Assignment ▸ Report every line below that holds the word "green".

Given information ▸
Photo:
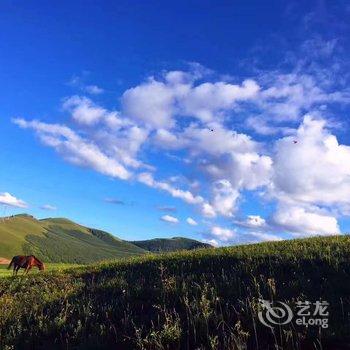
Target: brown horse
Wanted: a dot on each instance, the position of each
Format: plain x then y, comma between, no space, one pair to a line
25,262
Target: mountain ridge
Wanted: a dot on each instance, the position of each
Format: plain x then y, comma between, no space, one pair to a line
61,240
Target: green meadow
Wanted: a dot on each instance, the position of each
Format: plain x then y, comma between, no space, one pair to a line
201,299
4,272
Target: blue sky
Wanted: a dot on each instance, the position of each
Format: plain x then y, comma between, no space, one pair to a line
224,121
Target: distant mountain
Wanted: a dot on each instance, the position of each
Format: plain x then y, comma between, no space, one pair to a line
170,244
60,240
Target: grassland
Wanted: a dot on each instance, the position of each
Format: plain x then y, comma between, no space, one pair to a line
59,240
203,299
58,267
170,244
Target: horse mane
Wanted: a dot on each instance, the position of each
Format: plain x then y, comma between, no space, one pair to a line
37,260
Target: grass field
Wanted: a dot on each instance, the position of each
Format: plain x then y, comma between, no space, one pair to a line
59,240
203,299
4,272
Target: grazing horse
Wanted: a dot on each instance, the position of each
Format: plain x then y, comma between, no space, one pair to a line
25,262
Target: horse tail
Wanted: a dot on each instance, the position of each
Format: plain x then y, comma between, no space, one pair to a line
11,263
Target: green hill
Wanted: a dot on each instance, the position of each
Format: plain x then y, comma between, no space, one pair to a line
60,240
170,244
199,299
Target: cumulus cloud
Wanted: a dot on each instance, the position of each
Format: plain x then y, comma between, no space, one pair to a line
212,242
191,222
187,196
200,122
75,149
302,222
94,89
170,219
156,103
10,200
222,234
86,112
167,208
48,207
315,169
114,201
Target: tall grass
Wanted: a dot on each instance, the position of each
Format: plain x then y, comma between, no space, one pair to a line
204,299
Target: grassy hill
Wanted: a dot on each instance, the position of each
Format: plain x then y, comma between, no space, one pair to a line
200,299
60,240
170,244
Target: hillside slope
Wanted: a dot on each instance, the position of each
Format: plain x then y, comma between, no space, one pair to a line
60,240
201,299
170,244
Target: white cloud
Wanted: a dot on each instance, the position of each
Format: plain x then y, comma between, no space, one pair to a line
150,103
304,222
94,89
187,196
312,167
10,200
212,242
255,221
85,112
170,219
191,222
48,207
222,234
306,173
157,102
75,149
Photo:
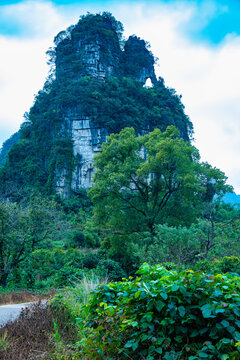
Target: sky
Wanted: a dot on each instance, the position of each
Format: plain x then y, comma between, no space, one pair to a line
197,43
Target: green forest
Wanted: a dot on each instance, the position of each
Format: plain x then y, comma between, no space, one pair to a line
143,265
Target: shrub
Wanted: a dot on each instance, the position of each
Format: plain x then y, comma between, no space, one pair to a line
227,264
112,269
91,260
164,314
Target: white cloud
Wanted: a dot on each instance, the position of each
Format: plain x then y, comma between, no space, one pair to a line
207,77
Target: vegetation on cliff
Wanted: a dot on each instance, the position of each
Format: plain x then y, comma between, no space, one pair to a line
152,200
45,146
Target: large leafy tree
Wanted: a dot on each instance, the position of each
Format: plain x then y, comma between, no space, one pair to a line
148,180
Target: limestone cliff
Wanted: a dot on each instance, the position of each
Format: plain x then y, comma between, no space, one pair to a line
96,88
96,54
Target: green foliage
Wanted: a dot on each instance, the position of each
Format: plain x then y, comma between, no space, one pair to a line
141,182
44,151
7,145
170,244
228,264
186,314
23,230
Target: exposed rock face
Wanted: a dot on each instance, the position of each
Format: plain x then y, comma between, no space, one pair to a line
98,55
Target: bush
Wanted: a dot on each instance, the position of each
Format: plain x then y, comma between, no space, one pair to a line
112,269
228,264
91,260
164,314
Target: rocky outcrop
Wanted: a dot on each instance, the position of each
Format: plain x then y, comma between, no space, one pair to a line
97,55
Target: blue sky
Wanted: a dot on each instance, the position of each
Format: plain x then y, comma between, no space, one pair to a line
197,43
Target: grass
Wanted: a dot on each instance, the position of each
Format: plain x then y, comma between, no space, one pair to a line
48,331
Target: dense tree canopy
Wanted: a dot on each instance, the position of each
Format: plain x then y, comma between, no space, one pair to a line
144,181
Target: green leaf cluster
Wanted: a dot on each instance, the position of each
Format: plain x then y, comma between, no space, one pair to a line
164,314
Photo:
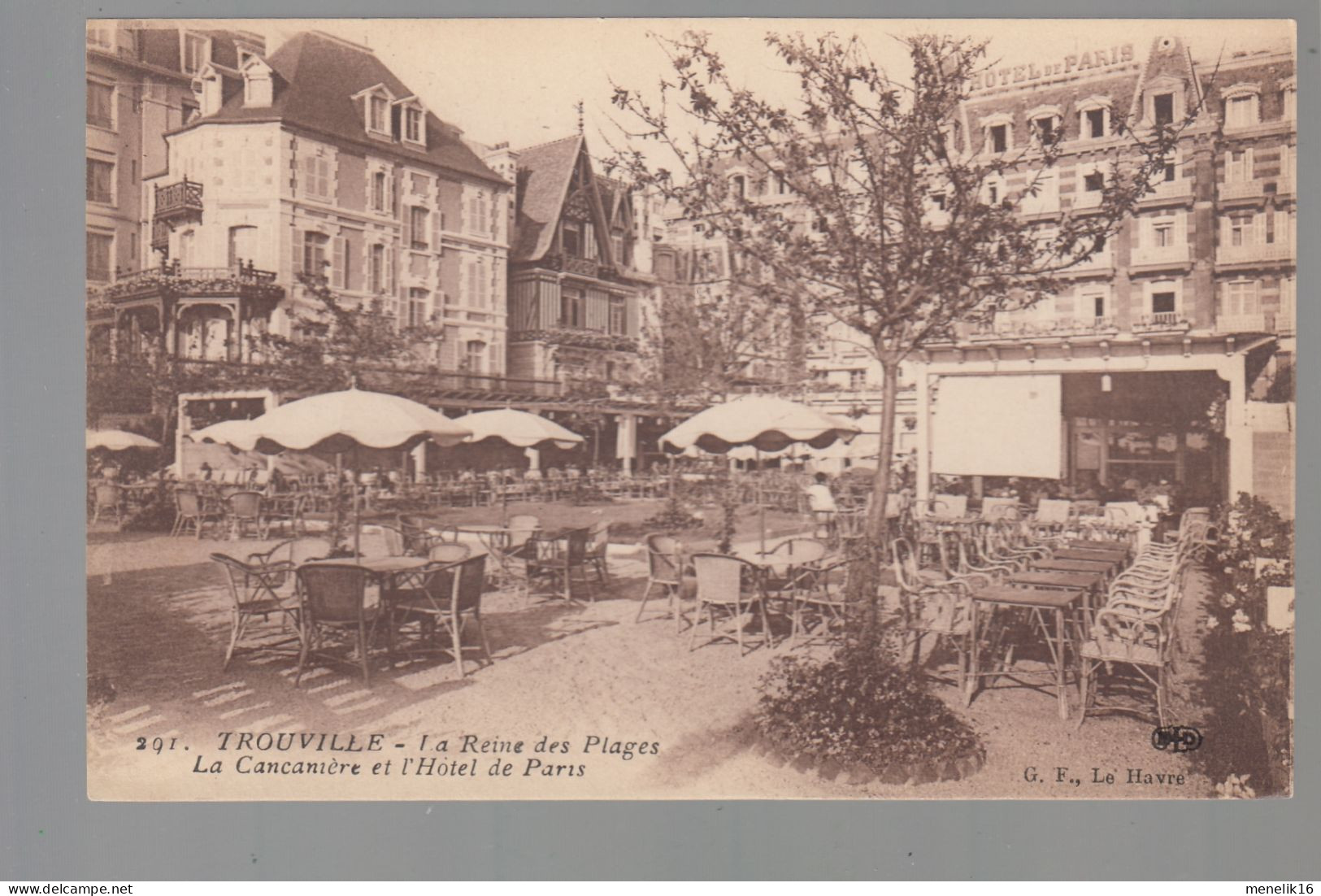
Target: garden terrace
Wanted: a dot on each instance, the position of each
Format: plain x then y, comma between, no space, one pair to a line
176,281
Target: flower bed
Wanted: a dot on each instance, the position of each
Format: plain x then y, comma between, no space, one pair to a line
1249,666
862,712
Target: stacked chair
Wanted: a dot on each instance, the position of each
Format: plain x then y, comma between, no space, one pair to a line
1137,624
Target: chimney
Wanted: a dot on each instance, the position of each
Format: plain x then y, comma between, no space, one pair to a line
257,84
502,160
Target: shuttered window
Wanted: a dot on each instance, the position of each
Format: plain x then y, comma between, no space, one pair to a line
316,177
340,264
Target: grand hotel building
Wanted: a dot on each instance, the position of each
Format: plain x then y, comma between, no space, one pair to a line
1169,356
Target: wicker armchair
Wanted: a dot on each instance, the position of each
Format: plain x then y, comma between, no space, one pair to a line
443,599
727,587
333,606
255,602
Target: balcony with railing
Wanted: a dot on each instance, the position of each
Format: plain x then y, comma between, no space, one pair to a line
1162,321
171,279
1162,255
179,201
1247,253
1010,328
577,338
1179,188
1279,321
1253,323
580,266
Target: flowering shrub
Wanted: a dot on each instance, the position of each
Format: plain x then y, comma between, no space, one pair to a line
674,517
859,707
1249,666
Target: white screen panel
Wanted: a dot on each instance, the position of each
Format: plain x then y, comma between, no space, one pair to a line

Solution ▸
Target: green meadow
Target: green hill
Target: green forest
Target: green foliage
Target: green leaf cluster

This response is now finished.